Directions - Continue the mailing-list message about Qt's licensing and toolkit from the point where it stops, keeping its voice.

Text to read -
• • • • • • •

[Liverpool] Way back into technical topics
Dan Lynch
biglynchy at gmail.com
Thu Mar 10 12:58:31 UTC 2011
I can't argue with your points there Sebastian, the future of Qt is
uncertain right now. Nokia has already sold the commercial re-licensing
business for Qt to another company. I'm not sure what will happen with the
rest, it could well be forked. It's a completely Open Source project now and
they relicensed after the historic problems with FSF that led to Gnome in
the first place. I'm not sure the commercial licensing implications for you
and it makes sense to avoid it if these are commercial apps. I'd have to
look into the legal side further.
Speaking purely on technical merit, I've been told by many great developers
that Qt 4 is a brilliant tool kit to work with. Especially cross platform. I
actually agree with your political points and it's a shame this red tape
gets in the way of development. Good luck!

• • • • • • •

Information given -
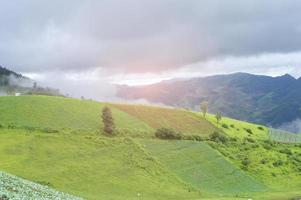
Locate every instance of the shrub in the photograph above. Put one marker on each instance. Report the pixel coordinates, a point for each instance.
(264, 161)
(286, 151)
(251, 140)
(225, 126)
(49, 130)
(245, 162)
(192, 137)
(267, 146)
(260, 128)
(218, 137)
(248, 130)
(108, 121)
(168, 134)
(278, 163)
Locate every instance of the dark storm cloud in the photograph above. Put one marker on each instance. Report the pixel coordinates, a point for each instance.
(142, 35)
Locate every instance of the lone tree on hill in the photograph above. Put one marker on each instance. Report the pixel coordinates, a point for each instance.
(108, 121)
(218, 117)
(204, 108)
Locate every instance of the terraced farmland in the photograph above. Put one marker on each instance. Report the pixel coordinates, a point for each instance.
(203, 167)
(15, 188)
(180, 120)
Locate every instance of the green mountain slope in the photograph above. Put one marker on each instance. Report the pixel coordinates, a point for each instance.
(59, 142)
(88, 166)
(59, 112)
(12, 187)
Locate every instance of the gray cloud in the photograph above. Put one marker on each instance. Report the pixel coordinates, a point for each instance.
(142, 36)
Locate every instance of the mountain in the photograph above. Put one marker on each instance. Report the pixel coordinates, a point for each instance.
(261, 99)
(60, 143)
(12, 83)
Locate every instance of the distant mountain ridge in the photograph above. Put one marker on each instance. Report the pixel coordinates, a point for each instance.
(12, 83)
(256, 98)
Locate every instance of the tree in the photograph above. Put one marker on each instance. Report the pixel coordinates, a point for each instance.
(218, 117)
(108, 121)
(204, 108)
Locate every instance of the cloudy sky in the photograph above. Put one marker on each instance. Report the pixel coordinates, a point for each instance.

• • • • • • •

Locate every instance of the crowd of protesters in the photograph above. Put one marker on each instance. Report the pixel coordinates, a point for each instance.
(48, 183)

• • • • • • •

Exercise response -
Dan
On Thu, Mar 10, 2011 at 12:22 PM, Sebastian Arcus <shop at open-t.co.uk> wrote:
> Thanks Dan. To be honest, I haven't even bothered with QT at all, for
> political reasons, if nothing else. It use to be with Trolltech, then with
> Nokia, now somewhere in the middle with no clear answer as to who is going
> to be behind it. Nokia is now going with WinPho as a platform - so it is
> even less clear how much of an interest they will have in QT. I guess they
> will just sell it to some other company, which might just cause a fork - and
> so and so on. Then it use to have the issue of non-commercial license with
> funny restrictions along their commercial license (I believe you couldn't
> build commercial apps based on the open source version - which is not a
> problem with GTK - don't know what the current licensing is). I prefer a
> project which is firmly in the hands of the community - instead of being
> shepherded by a commercial company or another which changes it's mind every
> few years in terms of what it wants to do with it.
>
> Well, that's just my opinion anyway,
>
> Sebastian
>
>
>
> On 03/10/2011 11:57 AM, Dan Lynch wrote:
>
>> Most of my desktop development on Linux has just been with pyGTK, but I
>> can't tell you how useful that is on Windows.
>>
>> I just thought I'd make a quick mention of Qt 4 as a possible
>> alternative. It runs very well on all platforms, though I don't know if
>> it translates to native controls. Lots of developers rave about it.
>> Might be worth a look.
>>
>> That's my 2 cents, I'll let you get back to the complicated stuff :)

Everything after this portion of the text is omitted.